• _Instructions to follow_: Retype all of the entries word for word.

Stored items from a collection:
--- START ---

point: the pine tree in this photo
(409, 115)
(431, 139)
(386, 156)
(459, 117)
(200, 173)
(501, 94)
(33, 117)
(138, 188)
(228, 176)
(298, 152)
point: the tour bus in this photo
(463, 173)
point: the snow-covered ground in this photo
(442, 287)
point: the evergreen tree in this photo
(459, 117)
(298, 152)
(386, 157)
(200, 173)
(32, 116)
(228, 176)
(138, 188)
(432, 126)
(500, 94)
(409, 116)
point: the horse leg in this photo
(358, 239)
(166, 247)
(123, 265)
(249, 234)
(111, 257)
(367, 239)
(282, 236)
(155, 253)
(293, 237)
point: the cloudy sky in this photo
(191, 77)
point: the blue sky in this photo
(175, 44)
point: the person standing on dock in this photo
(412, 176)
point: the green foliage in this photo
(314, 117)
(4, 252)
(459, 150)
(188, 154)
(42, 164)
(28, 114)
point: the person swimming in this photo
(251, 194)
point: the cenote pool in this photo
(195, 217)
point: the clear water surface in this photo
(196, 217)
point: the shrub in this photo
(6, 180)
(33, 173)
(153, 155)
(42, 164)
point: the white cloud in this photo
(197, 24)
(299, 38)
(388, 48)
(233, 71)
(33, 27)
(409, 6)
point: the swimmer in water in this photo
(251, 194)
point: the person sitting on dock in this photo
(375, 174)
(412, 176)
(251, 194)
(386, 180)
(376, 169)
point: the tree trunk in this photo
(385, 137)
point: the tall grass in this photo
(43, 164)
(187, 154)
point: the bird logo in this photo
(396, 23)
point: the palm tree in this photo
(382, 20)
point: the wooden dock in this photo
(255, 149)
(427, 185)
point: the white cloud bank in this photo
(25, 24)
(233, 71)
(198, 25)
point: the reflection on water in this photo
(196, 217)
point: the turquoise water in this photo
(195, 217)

--- END ---

• _Your response_:
point: the pine tree in this photo
(409, 115)
(431, 139)
(386, 156)
(459, 117)
(200, 173)
(501, 94)
(33, 117)
(138, 188)
(228, 176)
(298, 152)
point: the tour bus in this photo
(463, 173)
point: the snow-covered ground in this photo
(442, 287)
point: the evergreen tree in this photo
(459, 117)
(298, 152)
(386, 157)
(200, 173)
(32, 116)
(228, 176)
(138, 188)
(432, 126)
(500, 94)
(409, 116)
point: the horse leg in this photo
(358, 239)
(166, 247)
(123, 265)
(249, 234)
(111, 257)
(367, 239)
(282, 236)
(155, 253)
(293, 237)
point: the cloudy sky in this photo
(191, 77)
point: the blue sky in this photo
(175, 44)
point: the person standing on dock in this photo
(412, 176)
point: the green foliage in this photo
(314, 117)
(4, 252)
(459, 150)
(188, 154)
(42, 164)
(28, 114)
point: the person swimming in this photo
(251, 194)
point: the cenote pool in this photo
(195, 217)
point: the clear water surface in this photo
(196, 217)
point: the shrub in this photo
(6, 180)
(33, 173)
(153, 155)
(42, 164)
point: the white cloud in this photo
(197, 24)
(299, 38)
(388, 48)
(233, 71)
(33, 27)
(409, 6)
point: the swimmer in water in this photo
(251, 194)
point: the person sitting on dock in this photo
(375, 174)
(412, 176)
(251, 194)
(386, 180)
(376, 169)
point: the tree trunk in this photo
(385, 137)
point: the tall grass in this photo
(43, 164)
(187, 154)
point: the bird logo in this photo
(396, 23)
point: the palm tree in this photo
(382, 20)
point: the wooden dock in this photo
(255, 149)
(427, 185)
point: the white cloud bank in this photo
(25, 24)
(233, 71)
(198, 25)
point: the reflection on water in this photo
(196, 217)
point: the turquoise water in this photo
(195, 217)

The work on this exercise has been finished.